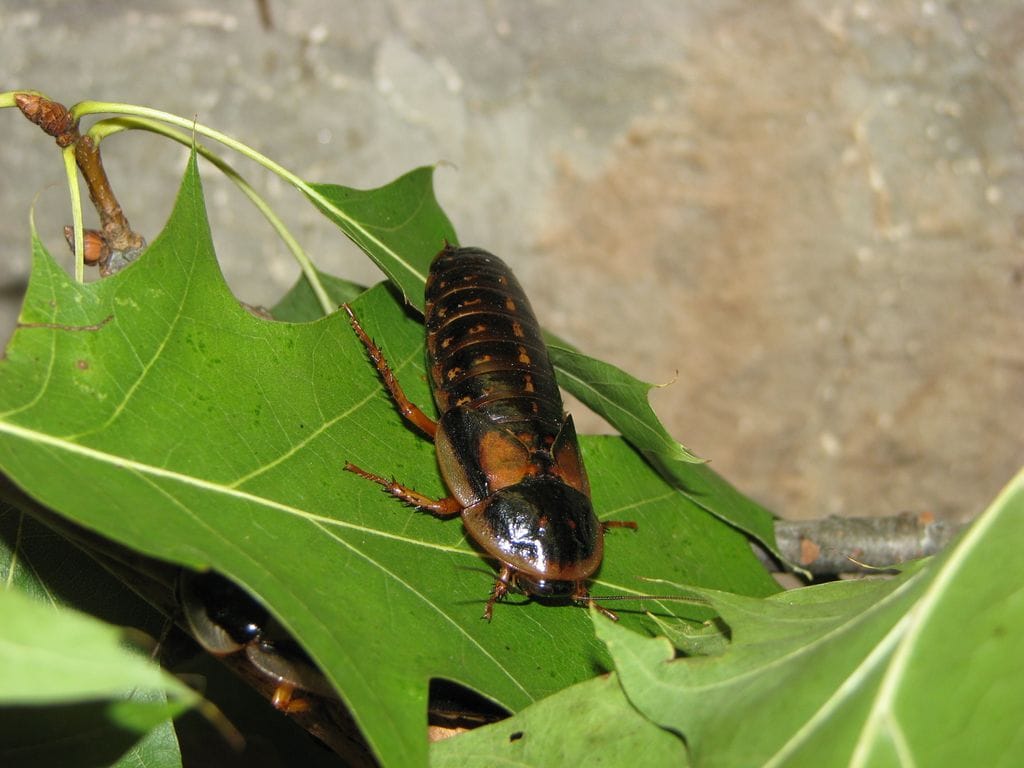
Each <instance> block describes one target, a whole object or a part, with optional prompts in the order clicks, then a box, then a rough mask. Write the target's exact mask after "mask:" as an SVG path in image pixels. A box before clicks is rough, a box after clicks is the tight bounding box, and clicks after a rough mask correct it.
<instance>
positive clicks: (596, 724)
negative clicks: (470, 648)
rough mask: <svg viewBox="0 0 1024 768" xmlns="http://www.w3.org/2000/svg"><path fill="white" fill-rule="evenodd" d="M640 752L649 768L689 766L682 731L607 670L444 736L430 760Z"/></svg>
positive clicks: (629, 758) (586, 761)
mask: <svg viewBox="0 0 1024 768" xmlns="http://www.w3.org/2000/svg"><path fill="white" fill-rule="evenodd" d="M640 756H642V764H643V766H644V768H659V767H660V766H665V767H666V768H682V767H683V766H686V765H687V760H686V749H685V746H684V745H683V742H682V741H681V740H680V739H679V737H678V736H675V735H673V734H671V733H669V732H668V731H665V730H663V729H660V728H658V727H657V726H655V725H654V724H653V723H651V722H650V721H649V720H647V719H645V718H643V717H642V716H640V715H639V714H638V713H637V711H636V710H634V709H633V706H632V705H631V703H630V702H629V700H628V699H627V698H626V696H625V695H624V694H623V690H622V688H621V687H620V685H618V682H617V681H616V680H615V677H614V675H608V676H605V677H601V678H595V679H594V680H589V681H587V682H585V683H580V684H579V685H573V686H572V687H570V688H566V689H565V690H563V691H560V692H558V693H555V694H554V695H552V696H549V697H548V698H545V699H544V700H542V701H538V702H537V703H536V705H532V706H531V707H528V708H526V709H525V710H523V711H522V713H521V714H519V715H518V716H516V717H513V718H509V719H508V720H503V721H502V722H500V723H495V724H494V725H488V726H485V727H483V728H477V729H476V730H474V731H471V732H470V733H465V734H462V735H459V736H457V737H455V738H449V739H446V740H444V741H439V742H437V743H435V744H433V745H432V746H431V749H430V764H431V766H433V767H434V768H450V767H451V768H472V767H473V766H480V768H490V766H496V765H515V766H523V767H524V768H525V766H538V768H546V766H552V765H588V766H591V765H593V766H602V765H605V766H624V765H633V764H635V763H637V762H638V758H639V757H640Z"/></svg>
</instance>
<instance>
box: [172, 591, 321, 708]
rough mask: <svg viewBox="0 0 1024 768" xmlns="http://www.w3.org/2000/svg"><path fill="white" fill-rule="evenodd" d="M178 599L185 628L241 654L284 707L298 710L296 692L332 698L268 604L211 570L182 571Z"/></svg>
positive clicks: (228, 651)
mask: <svg viewBox="0 0 1024 768" xmlns="http://www.w3.org/2000/svg"><path fill="white" fill-rule="evenodd" d="M177 591H178V602H179V604H180V606H181V612H182V615H183V617H184V621H185V624H186V625H187V627H188V631H189V634H190V635H191V636H193V637H194V638H195V639H196V641H197V642H198V643H199V644H200V645H202V646H203V647H204V648H205V649H206V650H207V651H208V652H210V653H212V654H213V655H215V656H227V655H231V654H234V653H240V654H244V655H245V656H246V659H247V662H248V664H249V669H250V671H251V674H252V675H254V676H258V677H262V678H263V679H264V680H266V681H268V682H269V683H270V684H272V686H273V698H272V699H271V703H272V705H273V706H274V707H275V708H276V709H279V710H282V711H283V712H289V713H295V712H302V711H303V710H304V709H305V708H306V707H307V702H306V700H305V699H304V698H303V697H302V696H301V695H300V696H296V695H295V693H296V692H297V691H298V692H303V693H312V694H314V695H317V696H319V697H322V698H328V699H336V698H337V694H336V693H335V692H334V689H333V688H332V687H331V684H330V683H329V682H328V681H327V679H326V678H325V677H324V676H323V674H321V672H319V670H317V669H316V666H315V665H314V664H313V662H312V659H310V658H309V656H308V655H306V653H305V651H303V650H302V648H301V647H299V645H298V643H296V642H295V641H294V640H293V639H292V638H291V636H290V635H288V633H287V632H285V630H284V629H283V628H282V627H281V626H280V625H278V623H276V622H274V621H273V620H272V618H271V617H270V614H269V613H268V612H267V610H266V608H264V607H263V606H262V605H260V604H259V603H258V602H256V600H254V599H253V598H252V597H250V596H249V595H248V594H246V593H245V592H243V591H242V590H241V589H240V588H239V587H236V586H234V585H233V584H232V583H231V582H229V581H227V580H226V579H224V578H223V577H221V575H219V574H217V573H214V572H212V571H210V572H205V573H193V572H189V571H182V573H181V575H180V577H179V579H178V587H177Z"/></svg>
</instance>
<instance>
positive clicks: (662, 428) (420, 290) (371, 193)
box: [275, 168, 780, 557]
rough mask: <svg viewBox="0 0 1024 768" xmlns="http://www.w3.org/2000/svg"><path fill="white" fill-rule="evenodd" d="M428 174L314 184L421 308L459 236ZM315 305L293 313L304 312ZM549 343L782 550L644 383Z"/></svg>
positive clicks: (622, 425)
mask: <svg viewBox="0 0 1024 768" xmlns="http://www.w3.org/2000/svg"><path fill="white" fill-rule="evenodd" d="M432 176H433V169H432V168H419V169H417V170H415V171H412V172H411V173H408V174H406V175H404V176H401V177H400V178H398V179H396V180H395V181H392V182H391V183H390V184H387V185H385V186H382V187H380V188H377V189H369V190H358V189H351V188H349V187H345V186H339V185H336V184H314V185H313V188H314V189H315V190H316V191H317V193H318V194H319V195H323V196H324V201H327V202H328V203H329V205H325V202H324V201H317V200H315V199H313V202H314V203H315V204H316V205H317V207H318V208H319V209H321V210H322V211H324V213H325V214H326V215H327V216H328V217H329V218H331V220H333V221H334V222H335V223H336V224H338V226H339V227H341V229H342V231H344V232H345V234H347V236H348V237H349V238H350V239H351V240H352V241H353V242H355V244H356V245H358V246H359V247H360V248H362V250H364V251H366V252H367V254H368V255H369V256H370V257H371V258H372V259H373V260H374V261H375V262H376V263H377V265H378V266H379V267H380V268H381V269H382V270H383V271H384V273H385V274H387V275H388V278H389V279H390V280H391V282H392V283H393V284H394V285H395V286H396V287H397V288H398V289H399V290H400V291H401V293H402V295H403V296H404V299H406V301H407V303H409V304H410V305H412V306H414V307H416V308H417V309H419V310H420V311H421V312H422V311H423V291H424V286H425V284H426V276H427V272H428V270H429V268H430V262H431V260H432V259H433V257H434V256H435V255H437V252H438V251H439V250H440V248H441V246H443V244H444V242H445V241H447V242H449V243H453V244H455V243H456V242H457V240H456V234H455V230H454V229H453V227H452V224H451V222H450V221H449V219H447V217H446V216H445V215H444V213H443V211H441V209H440V207H439V206H438V205H437V201H436V199H435V198H434V193H433V185H432ZM314 312H315V310H310V311H309V313H304V314H302V315H294V316H296V317H300V316H301V318H303V319H304V318H307V317H309V315H310V314H314ZM275 316H276V315H275ZM549 351H550V353H551V358H552V362H553V364H554V366H555V368H556V369H557V370H558V383H559V384H560V385H561V386H563V387H565V389H566V390H568V391H569V392H571V393H572V394H574V395H575V396H577V397H579V398H580V399H581V400H582V401H583V402H585V403H586V404H587V406H588V407H589V408H591V409H592V410H593V411H594V412H595V413H597V414H599V415H600V416H602V417H603V418H604V419H605V420H606V421H607V422H608V423H609V424H611V425H612V426H614V427H615V428H616V429H617V430H618V431H620V432H621V433H622V434H623V436H624V437H626V439H628V440H629V441H630V442H631V443H633V444H634V445H635V446H636V447H637V449H639V450H640V451H641V452H643V454H644V456H646V457H647V459H648V460H649V461H651V462H652V463H653V464H654V466H656V467H657V468H658V469H660V470H662V471H663V473H665V475H666V477H668V478H670V479H671V480H672V481H673V482H674V483H676V484H677V486H678V487H679V488H680V489H681V490H682V492H683V493H684V494H687V495H688V496H690V497H691V498H693V499H694V501H696V502H697V503H698V504H699V505H700V506H701V507H703V508H705V509H707V510H708V511H709V512H711V513H712V514H714V515H716V516H718V517H720V518H721V519H723V520H725V521H727V522H729V523H730V524H732V525H735V526H736V527H737V528H739V529H740V530H742V531H744V532H746V534H749V535H751V536H753V537H755V538H756V539H758V540H759V541H761V542H763V543H764V544H765V546H767V547H768V548H769V549H770V550H772V552H774V553H775V554H776V556H779V557H780V555H779V553H778V551H777V548H776V546H775V534H774V527H773V517H772V515H771V513H770V512H768V511H767V510H765V509H764V508H763V507H761V506H760V505H758V504H755V503H754V502H753V501H751V500H750V499H746V498H745V497H743V496H742V495H740V494H739V493H738V492H736V490H735V488H733V487H732V486H731V485H729V483H728V482H726V481H725V480H724V479H723V478H722V477H720V476H719V475H718V474H716V473H715V472H714V471H713V470H711V469H710V468H708V467H699V466H698V467H695V466H692V465H693V464H694V463H697V462H700V461H701V460H700V459H698V458H697V457H695V456H693V455H692V454H691V453H690V452H689V451H688V450H687V449H686V447H685V446H684V445H682V444H681V443H680V442H678V441H677V440H674V439H673V438H672V437H671V436H670V435H669V433H668V432H667V431H666V429H665V427H664V426H663V425H662V423H660V422H659V421H658V419H657V417H656V416H655V415H654V413H653V411H652V410H651V408H650V404H649V402H648V401H647V393H648V392H649V391H650V388H651V385H650V384H647V383H645V382H642V381H639V380H638V379H635V378H634V377H632V376H630V375H629V374H627V373H625V372H623V371H621V370H620V369H617V368H615V367H614V366H611V365H609V364H607V362H601V361H600V360H595V359H593V358H591V357H588V356H586V355H584V354H581V353H579V352H577V351H574V350H571V349H568V348H566V347H565V346H563V345H559V344H555V345H552V346H550V347H549Z"/></svg>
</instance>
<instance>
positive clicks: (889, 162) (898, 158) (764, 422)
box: [0, 0, 1024, 519]
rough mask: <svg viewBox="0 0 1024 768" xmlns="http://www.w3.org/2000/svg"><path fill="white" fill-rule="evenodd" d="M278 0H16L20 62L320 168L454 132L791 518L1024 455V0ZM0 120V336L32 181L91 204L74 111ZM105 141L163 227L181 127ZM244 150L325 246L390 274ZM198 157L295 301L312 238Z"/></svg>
• • • •
What is needed. Each line from the top of the records through the one containing "752L649 768L689 766L682" needs to be transcribed exactly, without pictures.

Exercise response.
Each <instance> block describes one target, a whole object or a part, with optional prompts in the order clicks, then a box, then a rough mask. Write the target's exact mask after "mask:" as an SVG path in image pixels. A box before clicks is rough, a box after clicks is the tight bounding box, and clicks after a rough mask correct it.
<instance>
positive clicks: (596, 724)
negative clicks: (470, 648)
rough mask: <svg viewBox="0 0 1024 768" xmlns="http://www.w3.org/2000/svg"><path fill="white" fill-rule="evenodd" d="M640 752L649 768L689 766L682 731L607 670L444 736L430 760Z"/></svg>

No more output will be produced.